## Task statement
Print every line from the first one through the line containing "63 18 L 63 20", including both, without changing anything. Leave the pictures out of your answer.

## Information given
################
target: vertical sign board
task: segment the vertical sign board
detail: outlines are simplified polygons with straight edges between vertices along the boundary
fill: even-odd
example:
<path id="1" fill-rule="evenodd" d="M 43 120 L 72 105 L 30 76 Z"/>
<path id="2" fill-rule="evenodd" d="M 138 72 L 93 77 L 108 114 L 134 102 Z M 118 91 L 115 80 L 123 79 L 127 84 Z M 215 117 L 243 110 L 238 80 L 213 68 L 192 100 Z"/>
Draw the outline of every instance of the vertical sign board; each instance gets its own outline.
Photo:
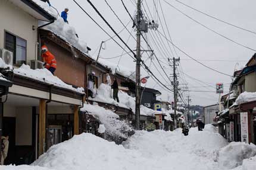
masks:
<path id="1" fill-rule="evenodd" d="M 217 93 L 217 94 L 223 93 L 223 83 L 216 84 L 216 93 Z"/>
<path id="2" fill-rule="evenodd" d="M 155 109 L 155 111 L 162 111 L 162 105 L 161 105 L 161 103 L 155 103 L 154 104 L 154 108 Z"/>
<path id="3" fill-rule="evenodd" d="M 229 123 L 230 130 L 230 136 L 229 140 L 230 142 L 234 141 L 234 122 L 230 121 Z"/>
<path id="4" fill-rule="evenodd" d="M 241 141 L 242 142 L 249 143 L 248 133 L 248 114 L 247 112 L 240 113 L 240 121 L 241 124 Z"/>
<path id="5" fill-rule="evenodd" d="M 227 126 L 227 139 L 229 140 L 230 138 L 230 125 L 229 123 L 226 124 Z"/>

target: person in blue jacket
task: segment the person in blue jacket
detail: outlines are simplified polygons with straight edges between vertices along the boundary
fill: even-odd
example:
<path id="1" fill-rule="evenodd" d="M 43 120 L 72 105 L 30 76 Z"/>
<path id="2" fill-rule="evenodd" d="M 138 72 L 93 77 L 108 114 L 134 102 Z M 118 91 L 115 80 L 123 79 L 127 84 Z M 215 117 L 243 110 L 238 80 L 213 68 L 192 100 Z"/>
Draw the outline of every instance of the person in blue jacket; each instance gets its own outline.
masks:
<path id="1" fill-rule="evenodd" d="M 63 18 L 63 20 L 65 23 L 68 24 L 68 21 L 67 20 L 67 12 L 68 12 L 68 8 L 65 8 L 65 9 L 61 12 L 61 18 Z"/>

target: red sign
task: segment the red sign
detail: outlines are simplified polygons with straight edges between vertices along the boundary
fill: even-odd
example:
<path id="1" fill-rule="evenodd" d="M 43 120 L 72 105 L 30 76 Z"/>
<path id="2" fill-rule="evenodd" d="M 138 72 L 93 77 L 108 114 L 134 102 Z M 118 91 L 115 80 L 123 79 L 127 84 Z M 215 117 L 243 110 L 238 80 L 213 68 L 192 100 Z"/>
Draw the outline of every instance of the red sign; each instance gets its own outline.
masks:
<path id="1" fill-rule="evenodd" d="M 147 81 L 147 79 L 145 78 L 142 78 L 141 80 L 141 83 L 143 84 L 145 84 L 145 83 L 146 83 L 146 81 Z"/>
################
## The completed task
target: vertical sign board
task: segment the vertical sign board
detail: outlines are simplified polygons with straight edges between vertices along the boundary
fill: even-odd
example:
<path id="1" fill-rule="evenodd" d="M 43 120 L 72 105 L 30 76 Z"/>
<path id="2" fill-rule="evenodd" d="M 138 72 L 93 77 L 108 114 L 134 102 Z M 118 91 L 115 80 L 123 79 L 127 84 Z M 215 117 L 243 110 L 238 80 L 213 68 L 192 100 Z"/>
Draw the outline of every instance of the vertical sign board; each instance gets its own outline.
Photo:
masks:
<path id="1" fill-rule="evenodd" d="M 217 93 L 217 94 L 223 93 L 223 83 L 216 84 L 216 93 Z"/>
<path id="2" fill-rule="evenodd" d="M 155 109 L 155 111 L 162 111 L 162 105 L 161 105 L 161 103 L 155 103 L 154 104 L 154 108 Z"/>
<path id="3" fill-rule="evenodd" d="M 229 123 L 230 130 L 230 136 L 229 140 L 230 142 L 234 141 L 234 122 L 230 121 Z"/>
<path id="4" fill-rule="evenodd" d="M 241 141 L 242 142 L 249 143 L 248 133 L 248 114 L 247 112 L 240 113 L 240 121 L 241 124 Z"/>
<path id="5" fill-rule="evenodd" d="M 227 126 L 227 139 L 229 140 L 230 138 L 230 125 L 229 123 L 226 124 Z"/>

target: person in blue jacket
task: segment the person in blue jacket
detail: outlines are simplified polygons with straight edges between vertices along the boundary
fill: even-odd
example:
<path id="1" fill-rule="evenodd" d="M 43 120 L 72 105 L 30 76 Z"/>
<path id="2" fill-rule="evenodd" d="M 138 72 L 93 77 L 108 114 L 134 102 Z M 118 91 L 115 80 L 123 79 L 127 84 Z M 215 117 L 243 110 L 238 80 L 213 68 L 192 100 Z"/>
Draw the outline of every instance of the person in blue jacket; each instance gets its own outline.
masks:
<path id="1" fill-rule="evenodd" d="M 63 18 L 63 20 L 65 23 L 68 24 L 68 21 L 67 20 L 67 12 L 68 12 L 68 8 L 65 8 L 65 9 L 61 12 L 61 18 Z"/>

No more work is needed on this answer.